Therefore, our goals are as follows:
- Development of consistent, transparent, and reproducible software pipelines for biodiversity monitoring
- Application of modern tools for sustainable, collaborative software development
- Application of the FAIR principles (Findable, Accessible, Interoperable, Reusable) from data management to research software
- Critical evaluation of methods for data curation and taxonomic harmonisation
Responsible scientists: Jens Dauber, Petra Dieker
We are designing a wild bee monitoring in agricultural landscapes (https://wildbienen.thuenen.de), which includes modules for a nationwide trend monitoring as well as question-oriented monitoring approaches for the evaluation of biodiversity-promoting measures and pollination. A key feature of wild bee monitoring is the involvement of rural stakeholders and interested citizens. With the wild bee monitoring in agricultural landscapes, the Thünen Institute is laying a foundation stone for a nationwide wild bee monitoring.
For Citizen Science-based monitoring approaches, we develop and test together with volunteers non-lethal recording methods for wild bees, but also how we obtain information about food and nesting resources. In addition, we are laying the scientific foundations for future-oriented automated surveys.
How is biodiversity changing in the medium and long term? How the surrounding agricultural landscape, including its use? What influence does this have on ecosystem services? And how do political decisions affect these different components? Answers to these questions are to be communicated by means of indicators that follow the DPSIR model of the EEA (1998) and describe either changes in conditions, pressures, impacts or policy responses.
In wild bee monitoring in agricultural landscapes, volunteers, wild bee experts and scientists work together. Together they collect data on the occurrence, frequency and timing of wild bees and relate this information to the surrounding agricultural landscape. In the future, five monitoring modules will create a scientifically reliable data basis for Germany that will provide information on the development of wild bee populations, the effectiveness of biodiversity-promoting measures and the pollination situation.

Directions ->
[1] Can you condense the paragraph of the wild bee monitoring text that begins "In wild bee monitoring in agricultural landscapes" into a short list that keeps its main facts?
[2] Will you quote everything in the wild bee monitoring text from "For Citizen Science-based" down to "or policy responses."?

Stored entries:
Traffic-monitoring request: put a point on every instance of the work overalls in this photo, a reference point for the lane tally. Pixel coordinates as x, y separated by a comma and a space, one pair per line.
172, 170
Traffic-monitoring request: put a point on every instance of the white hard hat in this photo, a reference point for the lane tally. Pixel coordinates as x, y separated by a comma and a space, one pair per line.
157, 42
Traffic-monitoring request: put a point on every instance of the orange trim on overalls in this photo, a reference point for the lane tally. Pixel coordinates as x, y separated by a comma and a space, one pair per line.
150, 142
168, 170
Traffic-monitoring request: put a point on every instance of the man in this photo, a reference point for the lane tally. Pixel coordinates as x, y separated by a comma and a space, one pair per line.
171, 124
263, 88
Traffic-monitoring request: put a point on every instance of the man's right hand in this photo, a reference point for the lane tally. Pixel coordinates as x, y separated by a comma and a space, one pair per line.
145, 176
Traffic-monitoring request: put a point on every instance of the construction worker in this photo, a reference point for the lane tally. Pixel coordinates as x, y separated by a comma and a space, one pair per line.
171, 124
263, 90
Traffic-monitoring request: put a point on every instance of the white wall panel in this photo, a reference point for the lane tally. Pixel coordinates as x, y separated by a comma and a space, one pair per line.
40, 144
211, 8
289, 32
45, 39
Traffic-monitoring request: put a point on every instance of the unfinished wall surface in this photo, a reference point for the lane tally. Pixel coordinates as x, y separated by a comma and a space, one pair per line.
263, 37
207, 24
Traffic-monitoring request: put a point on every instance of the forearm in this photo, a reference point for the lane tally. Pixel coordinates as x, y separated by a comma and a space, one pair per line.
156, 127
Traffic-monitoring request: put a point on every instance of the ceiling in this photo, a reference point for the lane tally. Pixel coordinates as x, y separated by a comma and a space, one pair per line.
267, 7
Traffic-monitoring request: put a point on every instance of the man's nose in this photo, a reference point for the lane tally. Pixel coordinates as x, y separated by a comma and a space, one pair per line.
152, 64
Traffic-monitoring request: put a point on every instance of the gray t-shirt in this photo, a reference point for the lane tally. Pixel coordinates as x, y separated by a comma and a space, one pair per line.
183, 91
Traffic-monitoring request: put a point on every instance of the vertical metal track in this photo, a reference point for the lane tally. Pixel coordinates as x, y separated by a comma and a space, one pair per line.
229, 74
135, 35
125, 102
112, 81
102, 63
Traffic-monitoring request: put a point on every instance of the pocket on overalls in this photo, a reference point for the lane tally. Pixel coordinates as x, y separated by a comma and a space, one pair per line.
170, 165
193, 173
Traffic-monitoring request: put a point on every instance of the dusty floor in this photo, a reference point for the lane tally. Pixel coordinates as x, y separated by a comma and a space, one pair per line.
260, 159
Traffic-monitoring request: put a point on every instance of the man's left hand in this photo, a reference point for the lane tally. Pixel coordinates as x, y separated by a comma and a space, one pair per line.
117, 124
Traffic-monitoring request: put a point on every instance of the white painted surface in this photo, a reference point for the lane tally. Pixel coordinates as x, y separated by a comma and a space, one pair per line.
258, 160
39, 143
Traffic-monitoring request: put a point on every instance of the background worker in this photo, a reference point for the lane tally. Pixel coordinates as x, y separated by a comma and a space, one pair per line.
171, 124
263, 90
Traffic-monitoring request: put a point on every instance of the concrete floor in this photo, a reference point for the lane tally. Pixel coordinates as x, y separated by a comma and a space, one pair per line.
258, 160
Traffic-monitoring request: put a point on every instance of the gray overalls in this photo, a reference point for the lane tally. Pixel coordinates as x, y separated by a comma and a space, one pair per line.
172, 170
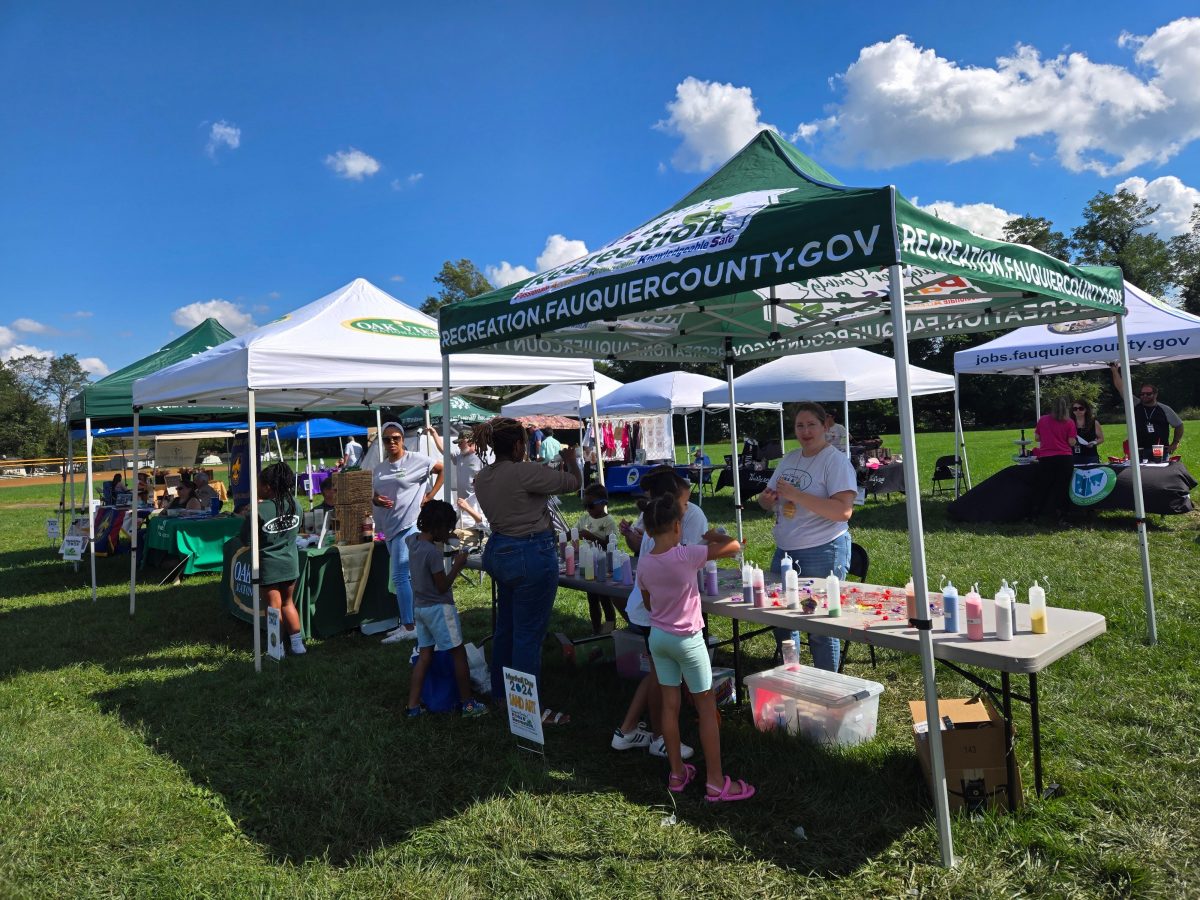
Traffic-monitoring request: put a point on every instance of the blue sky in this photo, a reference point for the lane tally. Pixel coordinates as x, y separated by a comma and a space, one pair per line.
162, 161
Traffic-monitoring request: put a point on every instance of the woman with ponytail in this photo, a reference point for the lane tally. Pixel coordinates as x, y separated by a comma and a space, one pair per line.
521, 555
279, 564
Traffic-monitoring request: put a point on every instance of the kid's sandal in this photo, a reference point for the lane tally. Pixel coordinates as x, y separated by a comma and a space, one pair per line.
730, 792
677, 784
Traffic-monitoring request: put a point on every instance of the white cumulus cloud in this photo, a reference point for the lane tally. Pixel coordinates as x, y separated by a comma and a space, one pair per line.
31, 327
713, 120
558, 251
901, 102
353, 165
222, 136
229, 315
95, 366
1175, 202
983, 219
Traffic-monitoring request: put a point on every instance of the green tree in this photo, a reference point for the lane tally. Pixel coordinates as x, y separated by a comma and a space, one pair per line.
1186, 258
1115, 232
457, 281
1037, 232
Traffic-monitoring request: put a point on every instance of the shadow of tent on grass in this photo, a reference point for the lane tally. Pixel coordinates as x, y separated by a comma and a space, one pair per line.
315, 760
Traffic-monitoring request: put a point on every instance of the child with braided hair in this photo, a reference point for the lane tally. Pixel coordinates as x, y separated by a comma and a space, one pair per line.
279, 564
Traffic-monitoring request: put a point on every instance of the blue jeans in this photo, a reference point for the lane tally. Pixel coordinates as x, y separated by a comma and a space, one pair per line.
401, 579
816, 563
526, 575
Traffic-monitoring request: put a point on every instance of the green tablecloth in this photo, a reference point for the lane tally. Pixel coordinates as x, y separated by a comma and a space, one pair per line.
321, 591
199, 541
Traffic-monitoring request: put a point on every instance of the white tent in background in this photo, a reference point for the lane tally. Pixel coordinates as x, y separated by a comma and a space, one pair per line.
357, 346
847, 375
559, 399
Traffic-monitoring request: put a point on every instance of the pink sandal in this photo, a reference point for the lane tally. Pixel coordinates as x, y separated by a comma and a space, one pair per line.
677, 784
730, 792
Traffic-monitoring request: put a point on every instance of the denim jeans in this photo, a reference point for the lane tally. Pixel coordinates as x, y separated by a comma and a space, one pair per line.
817, 563
526, 575
401, 579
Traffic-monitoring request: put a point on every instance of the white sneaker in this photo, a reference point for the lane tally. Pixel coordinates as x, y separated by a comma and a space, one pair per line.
637, 739
659, 748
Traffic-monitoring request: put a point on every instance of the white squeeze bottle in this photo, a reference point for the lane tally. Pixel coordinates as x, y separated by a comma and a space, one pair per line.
1038, 609
1003, 616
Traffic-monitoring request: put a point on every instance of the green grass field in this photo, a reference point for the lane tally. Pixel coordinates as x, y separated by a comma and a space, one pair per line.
143, 757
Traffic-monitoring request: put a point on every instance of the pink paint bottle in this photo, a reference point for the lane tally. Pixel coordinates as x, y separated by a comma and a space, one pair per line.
973, 609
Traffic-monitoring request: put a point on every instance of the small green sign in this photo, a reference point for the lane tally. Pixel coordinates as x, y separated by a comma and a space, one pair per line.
1091, 486
391, 328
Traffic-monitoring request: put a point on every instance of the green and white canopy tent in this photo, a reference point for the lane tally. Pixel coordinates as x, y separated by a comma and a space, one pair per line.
772, 256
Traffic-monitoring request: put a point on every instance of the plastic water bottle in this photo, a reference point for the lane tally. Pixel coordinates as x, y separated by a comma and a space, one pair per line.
1039, 625
973, 609
951, 603
833, 594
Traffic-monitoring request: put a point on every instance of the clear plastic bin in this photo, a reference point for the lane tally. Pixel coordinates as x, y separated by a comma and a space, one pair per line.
823, 706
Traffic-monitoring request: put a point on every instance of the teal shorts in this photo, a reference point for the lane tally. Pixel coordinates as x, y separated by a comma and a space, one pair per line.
681, 658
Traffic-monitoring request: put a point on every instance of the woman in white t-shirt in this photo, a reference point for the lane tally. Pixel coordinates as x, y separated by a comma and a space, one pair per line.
813, 497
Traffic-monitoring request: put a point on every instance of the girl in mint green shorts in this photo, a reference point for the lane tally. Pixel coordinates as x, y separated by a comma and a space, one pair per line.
667, 580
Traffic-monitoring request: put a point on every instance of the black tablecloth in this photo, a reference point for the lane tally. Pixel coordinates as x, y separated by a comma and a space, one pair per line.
1008, 495
753, 480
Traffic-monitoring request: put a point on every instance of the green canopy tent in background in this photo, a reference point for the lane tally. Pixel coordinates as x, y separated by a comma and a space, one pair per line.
109, 402
771, 256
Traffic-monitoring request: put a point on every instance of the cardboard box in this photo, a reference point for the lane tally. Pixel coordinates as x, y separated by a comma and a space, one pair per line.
973, 749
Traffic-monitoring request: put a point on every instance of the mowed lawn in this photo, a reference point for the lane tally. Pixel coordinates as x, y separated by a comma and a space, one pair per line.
144, 757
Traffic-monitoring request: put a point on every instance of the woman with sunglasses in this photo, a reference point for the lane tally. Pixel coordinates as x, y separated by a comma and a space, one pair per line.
399, 487
1089, 433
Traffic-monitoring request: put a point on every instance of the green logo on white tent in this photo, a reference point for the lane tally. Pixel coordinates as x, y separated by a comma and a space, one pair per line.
391, 328
1091, 486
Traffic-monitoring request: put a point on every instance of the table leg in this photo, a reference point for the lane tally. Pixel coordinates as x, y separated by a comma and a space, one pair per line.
1009, 743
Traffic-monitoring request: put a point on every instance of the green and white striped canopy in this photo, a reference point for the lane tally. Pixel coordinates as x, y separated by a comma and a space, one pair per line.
772, 256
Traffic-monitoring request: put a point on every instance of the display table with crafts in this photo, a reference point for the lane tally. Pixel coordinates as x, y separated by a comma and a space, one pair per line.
333, 594
1009, 493
877, 617
198, 539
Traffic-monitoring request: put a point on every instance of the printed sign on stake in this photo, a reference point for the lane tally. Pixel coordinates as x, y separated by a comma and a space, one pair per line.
525, 711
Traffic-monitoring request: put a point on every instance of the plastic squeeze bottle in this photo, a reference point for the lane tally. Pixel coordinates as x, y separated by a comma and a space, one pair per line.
951, 601
1003, 616
833, 594
973, 609
1038, 609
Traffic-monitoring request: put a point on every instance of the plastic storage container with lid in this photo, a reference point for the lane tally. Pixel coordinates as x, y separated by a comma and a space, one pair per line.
823, 706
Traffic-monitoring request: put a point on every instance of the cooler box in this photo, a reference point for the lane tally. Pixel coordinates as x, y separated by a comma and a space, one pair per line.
631, 654
823, 706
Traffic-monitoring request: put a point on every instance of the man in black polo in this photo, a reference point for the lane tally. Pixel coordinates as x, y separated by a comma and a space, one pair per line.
1152, 419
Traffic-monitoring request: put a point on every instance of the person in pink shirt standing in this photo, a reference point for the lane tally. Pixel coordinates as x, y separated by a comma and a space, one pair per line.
667, 581
1055, 453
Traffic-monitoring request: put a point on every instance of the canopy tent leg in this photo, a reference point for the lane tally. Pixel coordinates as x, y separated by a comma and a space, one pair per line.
91, 516
307, 453
733, 437
445, 430
1139, 503
255, 573
919, 577
595, 431
133, 517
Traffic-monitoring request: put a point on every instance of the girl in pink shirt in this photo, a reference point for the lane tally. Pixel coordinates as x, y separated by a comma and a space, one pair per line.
667, 580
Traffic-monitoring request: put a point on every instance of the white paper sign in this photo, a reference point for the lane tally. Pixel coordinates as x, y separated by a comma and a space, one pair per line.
274, 646
525, 712
72, 547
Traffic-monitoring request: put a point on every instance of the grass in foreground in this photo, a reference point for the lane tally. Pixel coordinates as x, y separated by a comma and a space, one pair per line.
143, 757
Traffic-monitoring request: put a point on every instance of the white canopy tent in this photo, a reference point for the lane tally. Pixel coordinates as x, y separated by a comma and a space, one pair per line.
357, 346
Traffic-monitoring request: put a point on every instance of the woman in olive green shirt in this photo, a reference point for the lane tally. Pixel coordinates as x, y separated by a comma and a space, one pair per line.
279, 563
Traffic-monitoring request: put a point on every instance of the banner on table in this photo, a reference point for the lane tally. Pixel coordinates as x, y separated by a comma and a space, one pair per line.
525, 712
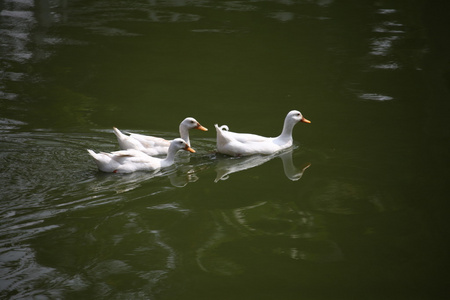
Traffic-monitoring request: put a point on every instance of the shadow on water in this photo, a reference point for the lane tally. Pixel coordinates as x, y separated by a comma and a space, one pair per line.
225, 167
367, 220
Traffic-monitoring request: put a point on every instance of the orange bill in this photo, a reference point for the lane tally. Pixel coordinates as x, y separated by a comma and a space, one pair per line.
200, 127
187, 148
305, 120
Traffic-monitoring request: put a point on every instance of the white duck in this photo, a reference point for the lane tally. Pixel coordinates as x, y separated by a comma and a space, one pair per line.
127, 161
243, 144
152, 145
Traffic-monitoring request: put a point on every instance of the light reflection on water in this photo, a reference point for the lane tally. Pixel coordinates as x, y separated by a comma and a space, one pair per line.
68, 229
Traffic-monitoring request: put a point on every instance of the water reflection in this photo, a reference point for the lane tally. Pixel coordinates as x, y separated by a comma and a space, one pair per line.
281, 230
231, 165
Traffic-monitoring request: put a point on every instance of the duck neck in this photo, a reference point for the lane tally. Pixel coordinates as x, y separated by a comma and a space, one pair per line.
288, 126
184, 134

Expected responses ->
[1]
- Volunteers, wild bee experts and scientists work together in wild bee monitoring in agricultural landscapes.
- They collect data on the occurrence, frequency and timing of wild bees and relate it to the surrounding agricultural landscape.
- Five future monitoring modules will create a scientifically reliable data basis for Germany on wild bee population development, the effectiveness of biodiversity-promoting measures and the pollination situation.

[2]
For Citizen Science-based monitoring approaches, we develop and test together with volunteers non-lethal recording methods for wild bees, but also how we obtain information about food and nesting resources. In addition, we are laying the scientific foundations for future-oriented automated surveys.
How is biodiversity changing in the medium and long term? How the surrounding agricultural landscape, including its use? What influence does this have on ecosystem services? And how do political decisions affect these different components? Answers to these questions are to be communicated by means of indicators that follow the DPSIR model of the EEA (1998) and describe either changes in conditions, pressures, impacts or policy responses.